- _Work required_
In the records below, find the line containing "Practice step: locate the santa"; copy exactly that line and all lines after it to the end, and nothing else.

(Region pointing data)
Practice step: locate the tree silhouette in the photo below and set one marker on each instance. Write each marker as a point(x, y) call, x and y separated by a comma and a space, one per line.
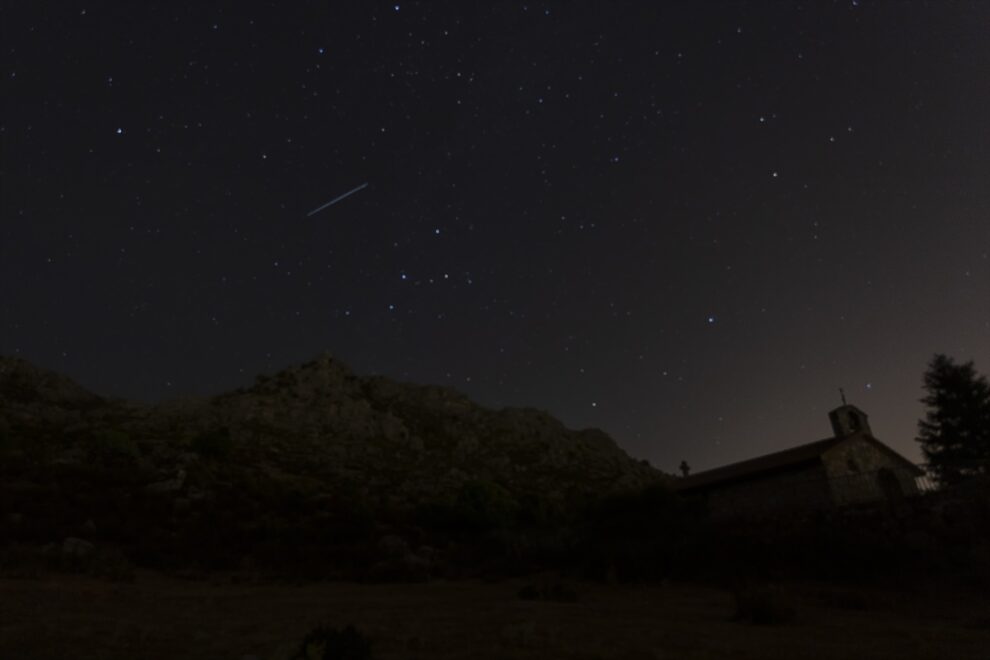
point(955, 433)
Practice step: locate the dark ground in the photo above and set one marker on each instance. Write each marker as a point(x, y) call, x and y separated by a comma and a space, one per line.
point(60, 616)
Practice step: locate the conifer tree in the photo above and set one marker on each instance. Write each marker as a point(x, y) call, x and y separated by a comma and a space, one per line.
point(955, 433)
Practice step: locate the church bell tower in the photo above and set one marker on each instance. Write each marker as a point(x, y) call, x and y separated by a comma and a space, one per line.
point(847, 419)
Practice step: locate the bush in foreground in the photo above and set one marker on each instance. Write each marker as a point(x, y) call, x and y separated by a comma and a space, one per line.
point(326, 643)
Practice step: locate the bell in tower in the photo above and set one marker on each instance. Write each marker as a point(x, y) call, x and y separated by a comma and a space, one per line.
point(847, 419)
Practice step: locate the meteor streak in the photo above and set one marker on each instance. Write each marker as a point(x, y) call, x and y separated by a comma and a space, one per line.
point(337, 199)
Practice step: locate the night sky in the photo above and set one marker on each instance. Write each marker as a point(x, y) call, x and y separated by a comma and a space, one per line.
point(685, 223)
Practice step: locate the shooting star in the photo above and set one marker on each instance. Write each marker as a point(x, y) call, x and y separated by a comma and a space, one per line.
point(337, 199)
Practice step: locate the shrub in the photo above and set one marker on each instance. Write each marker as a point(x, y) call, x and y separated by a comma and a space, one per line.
point(216, 443)
point(113, 443)
point(763, 605)
point(325, 643)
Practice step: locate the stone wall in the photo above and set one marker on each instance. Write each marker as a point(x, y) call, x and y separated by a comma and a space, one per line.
point(798, 490)
point(855, 469)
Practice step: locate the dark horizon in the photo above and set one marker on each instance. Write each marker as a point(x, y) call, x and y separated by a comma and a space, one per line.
point(685, 225)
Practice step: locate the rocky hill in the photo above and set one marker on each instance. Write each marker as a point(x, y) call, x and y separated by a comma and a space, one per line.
point(301, 449)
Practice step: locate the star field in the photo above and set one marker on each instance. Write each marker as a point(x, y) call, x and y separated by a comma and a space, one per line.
point(687, 225)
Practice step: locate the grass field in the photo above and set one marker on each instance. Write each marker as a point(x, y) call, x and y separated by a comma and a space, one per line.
point(59, 616)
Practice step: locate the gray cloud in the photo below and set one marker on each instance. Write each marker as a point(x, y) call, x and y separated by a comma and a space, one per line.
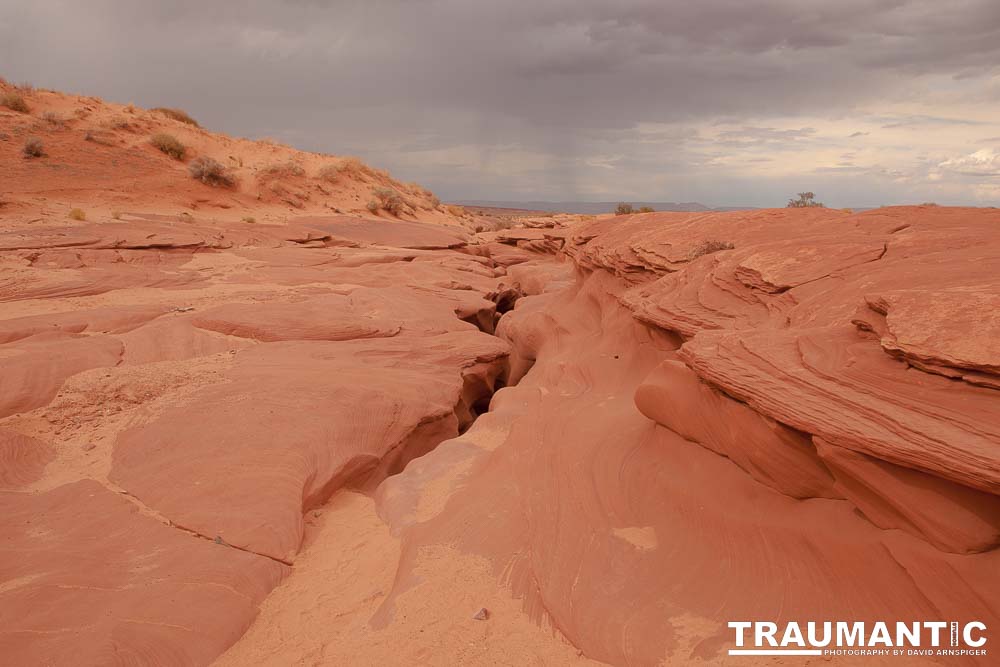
point(561, 99)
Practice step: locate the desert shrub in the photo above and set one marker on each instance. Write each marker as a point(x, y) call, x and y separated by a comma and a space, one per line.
point(211, 172)
point(708, 247)
point(805, 200)
point(352, 165)
point(176, 114)
point(281, 169)
point(33, 147)
point(14, 102)
point(389, 199)
point(169, 144)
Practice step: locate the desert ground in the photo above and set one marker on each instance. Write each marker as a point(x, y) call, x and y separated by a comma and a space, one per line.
point(295, 412)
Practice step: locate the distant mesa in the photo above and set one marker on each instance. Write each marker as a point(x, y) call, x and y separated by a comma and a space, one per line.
point(596, 208)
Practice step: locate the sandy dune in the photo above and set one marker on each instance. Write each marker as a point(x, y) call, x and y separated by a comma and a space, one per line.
point(334, 438)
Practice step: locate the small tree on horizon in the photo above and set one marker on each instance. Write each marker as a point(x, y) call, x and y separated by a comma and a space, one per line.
point(805, 200)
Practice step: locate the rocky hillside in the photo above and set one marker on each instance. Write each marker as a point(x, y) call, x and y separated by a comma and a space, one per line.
point(109, 160)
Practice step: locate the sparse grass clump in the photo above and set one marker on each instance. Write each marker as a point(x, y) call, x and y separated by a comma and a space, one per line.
point(708, 247)
point(211, 172)
point(177, 114)
point(389, 199)
point(281, 169)
point(805, 200)
point(169, 144)
point(352, 165)
point(33, 148)
point(14, 102)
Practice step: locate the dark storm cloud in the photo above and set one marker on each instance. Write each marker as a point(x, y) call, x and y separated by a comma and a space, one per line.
point(490, 99)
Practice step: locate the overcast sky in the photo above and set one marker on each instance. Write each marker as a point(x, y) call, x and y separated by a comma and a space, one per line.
point(726, 102)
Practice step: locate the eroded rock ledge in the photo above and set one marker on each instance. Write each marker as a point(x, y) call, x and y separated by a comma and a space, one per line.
point(703, 437)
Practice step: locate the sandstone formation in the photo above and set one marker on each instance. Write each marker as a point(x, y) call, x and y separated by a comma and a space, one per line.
point(338, 438)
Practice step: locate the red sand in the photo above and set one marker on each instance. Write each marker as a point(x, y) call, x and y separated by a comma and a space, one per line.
point(261, 443)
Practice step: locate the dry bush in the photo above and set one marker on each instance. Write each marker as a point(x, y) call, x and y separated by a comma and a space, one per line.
point(352, 165)
point(708, 247)
point(169, 144)
point(281, 170)
point(211, 172)
point(14, 102)
point(176, 114)
point(33, 147)
point(389, 199)
point(805, 200)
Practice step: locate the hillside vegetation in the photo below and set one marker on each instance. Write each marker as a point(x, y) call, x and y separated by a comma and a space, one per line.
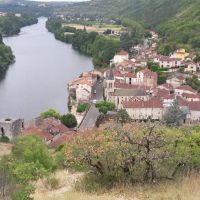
point(177, 22)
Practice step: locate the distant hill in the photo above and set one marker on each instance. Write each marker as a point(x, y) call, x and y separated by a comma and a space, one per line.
point(177, 21)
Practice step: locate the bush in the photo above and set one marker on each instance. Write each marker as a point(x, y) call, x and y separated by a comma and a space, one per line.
point(4, 139)
point(53, 183)
point(69, 120)
point(81, 108)
point(139, 153)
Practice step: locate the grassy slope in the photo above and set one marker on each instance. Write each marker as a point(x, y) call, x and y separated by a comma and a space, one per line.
point(186, 189)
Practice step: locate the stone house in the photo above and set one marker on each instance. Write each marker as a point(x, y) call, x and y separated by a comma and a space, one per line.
point(167, 62)
point(143, 110)
point(11, 127)
point(190, 67)
point(176, 81)
point(121, 95)
point(184, 89)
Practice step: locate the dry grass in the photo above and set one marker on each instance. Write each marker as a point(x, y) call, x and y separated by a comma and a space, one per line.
point(4, 149)
point(187, 189)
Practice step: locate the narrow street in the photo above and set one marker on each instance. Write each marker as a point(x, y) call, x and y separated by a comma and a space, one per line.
point(90, 118)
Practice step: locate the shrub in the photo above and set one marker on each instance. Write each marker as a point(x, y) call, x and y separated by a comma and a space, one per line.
point(53, 183)
point(4, 139)
point(105, 106)
point(69, 120)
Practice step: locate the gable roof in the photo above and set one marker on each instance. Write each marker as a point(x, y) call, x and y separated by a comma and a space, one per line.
point(152, 103)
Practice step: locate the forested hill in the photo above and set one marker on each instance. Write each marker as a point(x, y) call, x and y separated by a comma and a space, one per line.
point(147, 12)
point(177, 21)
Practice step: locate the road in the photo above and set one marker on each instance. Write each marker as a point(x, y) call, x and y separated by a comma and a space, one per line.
point(90, 118)
point(98, 87)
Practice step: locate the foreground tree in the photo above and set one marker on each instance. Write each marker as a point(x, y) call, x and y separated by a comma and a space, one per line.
point(174, 116)
point(134, 153)
point(29, 160)
point(69, 120)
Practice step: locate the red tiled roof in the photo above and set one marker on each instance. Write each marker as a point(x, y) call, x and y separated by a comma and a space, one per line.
point(122, 53)
point(152, 103)
point(62, 139)
point(41, 134)
point(186, 88)
point(191, 95)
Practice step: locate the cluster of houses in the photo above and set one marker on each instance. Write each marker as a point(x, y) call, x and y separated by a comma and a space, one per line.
point(133, 87)
point(80, 89)
point(49, 130)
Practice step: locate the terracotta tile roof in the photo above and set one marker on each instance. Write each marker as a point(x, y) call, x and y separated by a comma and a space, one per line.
point(122, 53)
point(39, 133)
point(186, 88)
point(63, 139)
point(129, 92)
point(125, 86)
point(192, 105)
point(152, 103)
point(186, 95)
point(51, 125)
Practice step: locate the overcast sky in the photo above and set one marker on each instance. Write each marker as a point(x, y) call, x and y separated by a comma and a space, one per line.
point(59, 0)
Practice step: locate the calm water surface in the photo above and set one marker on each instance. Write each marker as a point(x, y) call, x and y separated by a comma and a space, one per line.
point(38, 79)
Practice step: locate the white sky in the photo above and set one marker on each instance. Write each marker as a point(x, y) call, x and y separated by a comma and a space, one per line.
point(59, 0)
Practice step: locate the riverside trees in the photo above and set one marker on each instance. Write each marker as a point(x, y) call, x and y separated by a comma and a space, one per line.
point(28, 161)
point(140, 153)
point(100, 47)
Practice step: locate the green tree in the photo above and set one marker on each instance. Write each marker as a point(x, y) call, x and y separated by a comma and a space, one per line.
point(105, 106)
point(69, 120)
point(122, 117)
point(50, 113)
point(174, 116)
point(143, 153)
point(29, 160)
point(81, 107)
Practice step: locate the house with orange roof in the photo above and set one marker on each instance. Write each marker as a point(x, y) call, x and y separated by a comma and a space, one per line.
point(180, 54)
point(190, 67)
point(143, 110)
point(185, 89)
point(120, 57)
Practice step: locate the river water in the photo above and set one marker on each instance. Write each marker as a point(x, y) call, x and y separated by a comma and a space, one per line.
point(38, 79)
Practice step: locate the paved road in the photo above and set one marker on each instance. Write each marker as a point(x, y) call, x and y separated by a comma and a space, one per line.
point(90, 118)
point(98, 87)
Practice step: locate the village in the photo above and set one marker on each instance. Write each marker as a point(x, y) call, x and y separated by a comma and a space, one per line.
point(130, 84)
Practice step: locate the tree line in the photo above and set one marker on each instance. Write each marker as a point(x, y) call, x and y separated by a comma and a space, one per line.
point(10, 25)
point(101, 48)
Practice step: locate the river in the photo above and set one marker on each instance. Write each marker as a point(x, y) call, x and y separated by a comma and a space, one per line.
point(38, 79)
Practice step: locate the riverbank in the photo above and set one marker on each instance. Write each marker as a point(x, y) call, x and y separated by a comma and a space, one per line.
point(99, 47)
point(10, 24)
point(37, 81)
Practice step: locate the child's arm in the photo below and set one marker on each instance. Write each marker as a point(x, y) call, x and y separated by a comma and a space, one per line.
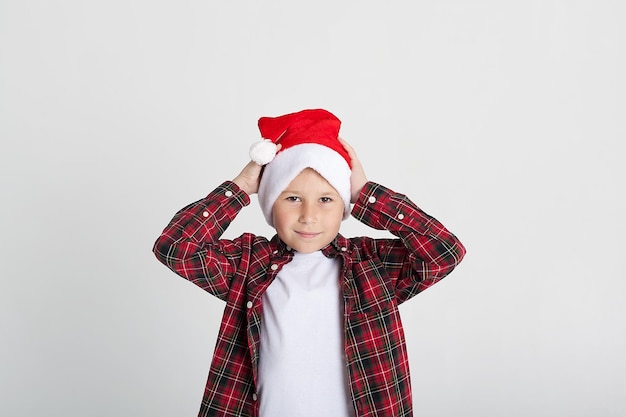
point(426, 251)
point(190, 244)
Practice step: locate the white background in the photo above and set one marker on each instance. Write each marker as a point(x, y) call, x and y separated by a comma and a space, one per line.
point(503, 119)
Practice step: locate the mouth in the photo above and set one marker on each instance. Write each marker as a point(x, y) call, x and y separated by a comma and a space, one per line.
point(307, 235)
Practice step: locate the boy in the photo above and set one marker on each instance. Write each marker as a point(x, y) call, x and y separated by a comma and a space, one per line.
point(311, 325)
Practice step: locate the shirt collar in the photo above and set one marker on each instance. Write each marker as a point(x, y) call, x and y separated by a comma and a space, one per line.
point(339, 245)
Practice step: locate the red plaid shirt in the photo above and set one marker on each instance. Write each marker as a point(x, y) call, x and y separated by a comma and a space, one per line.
point(377, 275)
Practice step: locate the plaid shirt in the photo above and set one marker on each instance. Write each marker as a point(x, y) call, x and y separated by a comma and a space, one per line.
point(377, 275)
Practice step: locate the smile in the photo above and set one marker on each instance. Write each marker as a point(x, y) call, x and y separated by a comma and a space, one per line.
point(307, 235)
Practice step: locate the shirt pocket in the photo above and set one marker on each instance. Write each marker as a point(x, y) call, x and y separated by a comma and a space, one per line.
point(373, 290)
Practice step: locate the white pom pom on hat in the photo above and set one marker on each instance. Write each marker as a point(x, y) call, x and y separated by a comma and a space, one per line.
point(263, 152)
point(308, 139)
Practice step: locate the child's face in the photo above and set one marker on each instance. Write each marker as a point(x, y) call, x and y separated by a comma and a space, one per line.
point(308, 213)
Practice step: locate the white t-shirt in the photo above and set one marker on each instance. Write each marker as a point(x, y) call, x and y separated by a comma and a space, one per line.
point(302, 369)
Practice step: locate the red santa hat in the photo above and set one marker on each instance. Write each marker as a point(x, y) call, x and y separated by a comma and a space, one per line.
point(308, 139)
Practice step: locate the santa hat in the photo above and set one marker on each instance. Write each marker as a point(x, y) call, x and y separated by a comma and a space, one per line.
point(308, 139)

- _Answer for this exercise_
Practice step: locate the santa hat in the photo above and set one marker on each instance. Write each marker as a point(x, y) call, x and y separated by a comma and a space, one per line.
point(308, 139)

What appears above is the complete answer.